__Instructions to follow__:
In the lines below, look for "When". Copy each line where it appears.

Referring expression pointing data:
+ + + + + + +
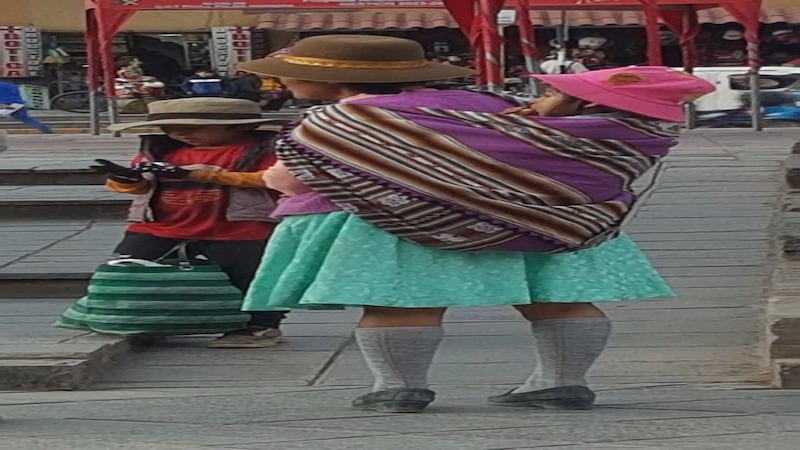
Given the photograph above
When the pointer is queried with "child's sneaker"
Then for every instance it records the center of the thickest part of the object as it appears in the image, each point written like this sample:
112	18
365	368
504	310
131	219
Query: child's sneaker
247	339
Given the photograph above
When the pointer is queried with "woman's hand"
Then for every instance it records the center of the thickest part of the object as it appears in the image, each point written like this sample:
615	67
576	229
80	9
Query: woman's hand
279	178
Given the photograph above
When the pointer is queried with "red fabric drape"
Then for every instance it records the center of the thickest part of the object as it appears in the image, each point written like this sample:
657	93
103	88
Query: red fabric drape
526	37
104	23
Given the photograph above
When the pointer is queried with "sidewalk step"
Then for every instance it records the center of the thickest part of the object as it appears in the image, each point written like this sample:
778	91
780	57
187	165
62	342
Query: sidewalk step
64	202
35	355
53	258
38	177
+ + + + + + +
__Result__:
When the pointer is queried with "child's sneaker"
When the pointer is queried with "woman's hand"
When the pointer is queried with "red fabric drape"
When the pointer is queried with "sidewalk step"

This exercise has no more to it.